Challenge
Rewrite the data below with "upholstery fabric" swapped for "velvet cloth" and everything else left unchanged.
* * * *
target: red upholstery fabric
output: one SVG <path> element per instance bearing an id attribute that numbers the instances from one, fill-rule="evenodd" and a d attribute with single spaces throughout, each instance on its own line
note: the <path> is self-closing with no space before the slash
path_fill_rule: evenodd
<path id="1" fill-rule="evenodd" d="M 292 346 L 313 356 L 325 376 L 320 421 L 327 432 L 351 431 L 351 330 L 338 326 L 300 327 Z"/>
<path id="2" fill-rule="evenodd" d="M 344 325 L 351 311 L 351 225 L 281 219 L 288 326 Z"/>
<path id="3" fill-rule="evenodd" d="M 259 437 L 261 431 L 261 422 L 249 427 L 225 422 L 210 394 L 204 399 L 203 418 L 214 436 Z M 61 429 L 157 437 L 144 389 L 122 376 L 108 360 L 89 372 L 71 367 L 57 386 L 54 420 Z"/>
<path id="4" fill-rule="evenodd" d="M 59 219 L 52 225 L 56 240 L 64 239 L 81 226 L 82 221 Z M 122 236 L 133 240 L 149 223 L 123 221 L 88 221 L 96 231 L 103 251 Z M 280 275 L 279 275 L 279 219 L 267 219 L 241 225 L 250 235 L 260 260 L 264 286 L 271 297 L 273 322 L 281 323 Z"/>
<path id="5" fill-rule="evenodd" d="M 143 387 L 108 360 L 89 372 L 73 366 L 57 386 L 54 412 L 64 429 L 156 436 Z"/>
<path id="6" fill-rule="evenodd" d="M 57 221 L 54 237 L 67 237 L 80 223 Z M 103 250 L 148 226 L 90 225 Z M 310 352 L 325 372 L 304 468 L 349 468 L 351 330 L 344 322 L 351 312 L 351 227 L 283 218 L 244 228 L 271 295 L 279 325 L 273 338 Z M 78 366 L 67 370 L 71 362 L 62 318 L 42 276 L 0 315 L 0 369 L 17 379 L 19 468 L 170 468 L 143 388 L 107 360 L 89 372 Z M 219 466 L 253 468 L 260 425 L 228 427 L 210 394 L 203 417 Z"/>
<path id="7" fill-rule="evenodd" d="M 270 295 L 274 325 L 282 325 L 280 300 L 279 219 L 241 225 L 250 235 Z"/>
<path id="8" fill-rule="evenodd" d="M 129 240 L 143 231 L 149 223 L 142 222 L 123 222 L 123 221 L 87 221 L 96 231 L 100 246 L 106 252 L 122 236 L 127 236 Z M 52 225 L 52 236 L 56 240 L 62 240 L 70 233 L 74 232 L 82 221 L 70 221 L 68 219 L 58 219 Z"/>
* * * *
Expected answer
target: red velvet cloth
output: one SVG <path> element per instance bearing an id attribute that numbers the instances from one, fill-rule="evenodd" and a d attribute with single spaces throughout, each instance on its own line
note: the <path> is self-closing with no space before the slash
path_fill_rule: evenodd
<path id="1" fill-rule="evenodd" d="M 292 346 L 313 356 L 325 376 L 320 421 L 327 432 L 351 431 L 351 330 L 338 326 L 300 327 Z"/>
<path id="2" fill-rule="evenodd" d="M 344 325 L 351 311 L 351 225 L 281 219 L 288 326 Z"/>
<path id="3" fill-rule="evenodd" d="M 259 437 L 261 431 L 261 422 L 249 427 L 225 422 L 210 394 L 204 399 L 203 418 L 214 436 Z M 61 429 L 157 437 L 144 389 L 122 376 L 108 360 L 89 372 L 71 367 L 57 386 L 54 420 Z"/>
<path id="4" fill-rule="evenodd" d="M 59 219 L 52 225 L 56 240 L 64 239 L 81 226 L 82 221 Z M 122 236 L 133 240 L 149 223 L 123 221 L 88 221 L 96 231 L 103 251 Z M 280 275 L 279 275 L 279 219 L 267 219 L 241 225 L 250 235 L 260 260 L 264 286 L 271 297 L 273 322 L 281 323 Z"/>
<path id="5" fill-rule="evenodd" d="M 143 387 L 108 360 L 89 372 L 73 366 L 57 386 L 54 412 L 64 429 L 156 436 Z"/>
<path id="6" fill-rule="evenodd" d="M 57 221 L 54 237 L 67 237 L 80 223 Z M 103 250 L 148 226 L 90 225 Z M 310 352 L 325 372 L 304 468 L 349 468 L 351 330 L 344 322 L 351 312 L 351 227 L 283 218 L 244 228 L 271 295 L 279 325 L 273 338 Z M 78 366 L 67 370 L 71 362 L 62 318 L 42 276 L 0 315 L 0 369 L 17 379 L 19 468 L 170 468 L 143 388 L 107 360 L 89 372 Z M 219 466 L 253 468 L 260 425 L 228 427 L 210 394 L 203 417 Z"/>
<path id="7" fill-rule="evenodd" d="M 270 295 L 274 325 L 282 325 L 280 300 L 279 219 L 241 225 L 250 235 Z"/>
<path id="8" fill-rule="evenodd" d="M 129 240 L 143 231 L 149 223 L 142 222 L 123 222 L 123 221 L 87 221 L 96 231 L 100 246 L 106 252 L 122 236 L 127 236 Z M 52 225 L 52 236 L 56 240 L 62 240 L 70 233 L 74 232 L 82 221 L 70 221 L 68 219 L 58 219 Z"/>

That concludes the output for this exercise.